#### Description of the task
Every line of the listing must be reproduced as it stands. Leave the images behind.

◇ ◇ ◇ ◇ ◇

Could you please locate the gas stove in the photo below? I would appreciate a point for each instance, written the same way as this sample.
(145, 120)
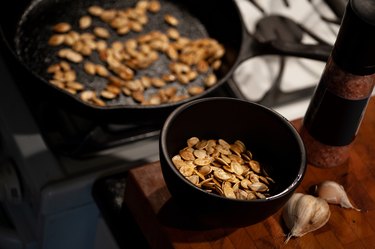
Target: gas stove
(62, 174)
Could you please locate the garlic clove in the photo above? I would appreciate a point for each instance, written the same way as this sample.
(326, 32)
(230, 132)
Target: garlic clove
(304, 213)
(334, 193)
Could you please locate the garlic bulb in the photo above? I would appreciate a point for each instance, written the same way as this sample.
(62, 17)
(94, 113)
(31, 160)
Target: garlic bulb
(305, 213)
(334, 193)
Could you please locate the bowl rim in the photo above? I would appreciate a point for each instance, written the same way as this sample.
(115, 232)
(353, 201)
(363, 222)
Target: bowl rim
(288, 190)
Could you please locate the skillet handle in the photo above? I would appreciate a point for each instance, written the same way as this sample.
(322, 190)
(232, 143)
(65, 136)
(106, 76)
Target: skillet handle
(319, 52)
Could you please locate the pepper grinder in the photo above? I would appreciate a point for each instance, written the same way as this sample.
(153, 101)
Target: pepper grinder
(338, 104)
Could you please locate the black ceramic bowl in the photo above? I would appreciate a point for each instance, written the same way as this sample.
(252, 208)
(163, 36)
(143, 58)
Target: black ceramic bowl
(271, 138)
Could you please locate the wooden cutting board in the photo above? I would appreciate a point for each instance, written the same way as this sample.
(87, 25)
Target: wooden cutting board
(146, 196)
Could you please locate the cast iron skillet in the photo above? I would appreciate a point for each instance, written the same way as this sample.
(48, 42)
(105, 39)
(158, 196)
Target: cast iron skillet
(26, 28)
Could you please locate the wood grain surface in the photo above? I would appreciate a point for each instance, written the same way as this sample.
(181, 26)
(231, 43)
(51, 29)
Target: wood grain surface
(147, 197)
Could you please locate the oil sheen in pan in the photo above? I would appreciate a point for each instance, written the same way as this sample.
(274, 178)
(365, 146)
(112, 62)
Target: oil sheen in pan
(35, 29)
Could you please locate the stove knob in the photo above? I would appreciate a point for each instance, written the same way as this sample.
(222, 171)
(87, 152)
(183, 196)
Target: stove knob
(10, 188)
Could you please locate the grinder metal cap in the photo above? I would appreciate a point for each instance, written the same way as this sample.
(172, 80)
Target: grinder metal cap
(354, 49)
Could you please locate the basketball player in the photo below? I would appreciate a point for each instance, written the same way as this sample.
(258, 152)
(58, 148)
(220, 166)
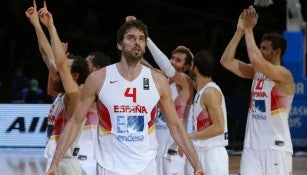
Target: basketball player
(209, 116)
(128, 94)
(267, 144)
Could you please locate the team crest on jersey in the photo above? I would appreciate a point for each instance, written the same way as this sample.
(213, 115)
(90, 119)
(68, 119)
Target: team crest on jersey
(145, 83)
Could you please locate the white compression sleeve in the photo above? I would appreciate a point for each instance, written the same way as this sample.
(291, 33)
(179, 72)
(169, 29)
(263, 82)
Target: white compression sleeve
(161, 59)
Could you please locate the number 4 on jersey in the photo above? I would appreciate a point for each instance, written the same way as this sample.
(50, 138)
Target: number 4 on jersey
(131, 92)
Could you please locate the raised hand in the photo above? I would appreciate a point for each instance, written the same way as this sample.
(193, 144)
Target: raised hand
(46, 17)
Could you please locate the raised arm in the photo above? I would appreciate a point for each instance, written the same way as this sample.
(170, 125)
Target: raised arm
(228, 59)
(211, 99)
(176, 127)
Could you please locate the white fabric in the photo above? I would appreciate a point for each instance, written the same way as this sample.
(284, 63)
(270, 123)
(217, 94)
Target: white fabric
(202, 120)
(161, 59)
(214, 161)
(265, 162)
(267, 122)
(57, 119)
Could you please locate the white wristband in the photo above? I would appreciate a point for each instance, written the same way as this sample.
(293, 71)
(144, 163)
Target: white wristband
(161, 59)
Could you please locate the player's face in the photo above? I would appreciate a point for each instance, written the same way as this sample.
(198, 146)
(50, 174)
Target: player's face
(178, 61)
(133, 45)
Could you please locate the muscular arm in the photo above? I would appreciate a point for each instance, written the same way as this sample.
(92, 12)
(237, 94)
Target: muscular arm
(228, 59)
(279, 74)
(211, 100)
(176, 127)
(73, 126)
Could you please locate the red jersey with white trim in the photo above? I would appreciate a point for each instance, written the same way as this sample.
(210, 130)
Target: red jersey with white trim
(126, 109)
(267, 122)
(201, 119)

◇ ◇ ◇ ◇ ◇

#### Solution for this task
Could you please locate the gas stove in the photo below? I would appreciate a point for each instance, written the same way as this sample.
(145, 120)
Target: gas stove
(62, 174)
Could you please locate the garlic clove in the photo above? I would appreciate a point for each instance, written the same way as this sample.
(326, 32)
(230, 132)
Target: garlic clove
(304, 213)
(334, 193)
Could you please locate the garlic bulb in the photo above? I would appreciate a point for each instance, written the same way as this sample.
(62, 17)
(94, 113)
(31, 160)
Target: garlic bulb
(305, 213)
(334, 193)
Could you please locate the bowl rim in the photo above? I would appreciate a point for each instance, written the same way as this sample.
(115, 232)
(353, 201)
(363, 222)
Target: bowl rim
(288, 190)
Could you please locate the skillet handle in the photo above? I would appreciate a point for each instance, written the same way as this sample.
(322, 190)
(232, 143)
(65, 136)
(106, 76)
Target: skillet handle
(319, 52)
Could you please locate the pepper grinder in the photo above? I would appreciate a point for each instance, written the same way as this sample.
(153, 101)
Target: pepper grinder
(338, 104)
Could you please locate the black ceramic bowl in the photo above? I would appreciate a point for each instance, written the same way as this sample.
(252, 208)
(163, 36)
(143, 58)
Target: black ceramic bowl
(271, 138)
Could you please locate the wooden cutting board in the photo above? I would appreciate a point for each instance, written the same way as this sample.
(87, 25)
Target: wooden cutting board
(146, 196)
Could you please locate the cast iron skillet in the photo above? I would appreciate a point for each instance, written the same way as this sample.
(48, 42)
(105, 39)
(158, 196)
Target: cast iron skillet
(26, 28)
Could you please locate the wood grain surface in the photo above? I would appreciate a point for each instance, written the same way as this sample.
(181, 26)
(231, 43)
(51, 29)
Target: wood grain surface
(147, 197)
Could you please locate the oil sheen in pan in the photo above? I would appreciate a point for each instance, written the same way as this sample.
(274, 178)
(365, 146)
(112, 62)
Target: oil sheen in pan
(35, 29)
Could you please locate the stove knob in the photo above? I would appreciate a point for each instance, written the same way as this sample.
(222, 171)
(87, 152)
(183, 196)
Target: stove knob
(10, 188)
Could you please locate the grinder metal cap in the photo above? I would appreciate a point for each instance, written the same way as this sample.
(172, 80)
Target: grinder metal cap
(354, 49)
Could you please locate the basketball player in the photo below? I would appreciate a point for each instance, written the same way as this sample.
(258, 152)
(58, 148)
(220, 166)
Target: basketball player
(209, 116)
(128, 94)
(267, 144)
Could you please locate the team crest on jersey in the photo above? I would appreciate a point for each instance, written the same way as this sample.
(213, 115)
(90, 119)
(68, 119)
Target: team crest on jersey
(145, 83)
Could you please locate the white compression sleeve in the photo above? I would appreciate a point for each instance, written the same way as this sample.
(291, 33)
(179, 72)
(169, 29)
(263, 82)
Target: white compression sleeve
(161, 59)
Could you please locate the number 4 on jersey in the photo above? I would appreciate a point for each instance, written the same way as this sample.
(50, 138)
Target: number 4 on jersey
(131, 92)
Could you please locate the raised hand in the photo above? I would appreciate a point for each instance, written the same way as this sample.
(193, 144)
Target: raised hand
(46, 17)
Could you please locate the raised arm in the photo above? I would appreciate a point for each instance, written the same way as this sample.
(170, 125)
Target: raised arm
(228, 59)
(211, 99)
(176, 127)
Could you please locate the white fabric in the photo above? I would appreciate a point for each instance, written the same way as this sample.
(284, 63)
(270, 123)
(217, 94)
Target: white fabric
(202, 120)
(161, 59)
(214, 161)
(265, 162)
(267, 122)
(57, 119)
Could you please locate the white wristband in the photo above? I would appreciate a point for each instance, written the same way as this sample.
(293, 71)
(144, 163)
Target: white wristband
(161, 59)
Could you please locate the player's face in the photo above? I would appreciate a point for each instance, written the same way as this sample.
(198, 146)
(50, 174)
Target: player's face
(178, 61)
(133, 45)
Could you please locate the muscular arm in the photo above? I would appreciate a point for each instance, written the same way as this sample.
(92, 12)
(237, 94)
Target: muscular arm
(228, 59)
(279, 74)
(211, 100)
(176, 127)
(73, 126)
Could you please locate the red jersey with white trim in the photo above? I would appreciate a point for each instance, written the same way as this sample.
(210, 130)
Target: red jersey with white trim
(126, 109)
(267, 122)
(201, 119)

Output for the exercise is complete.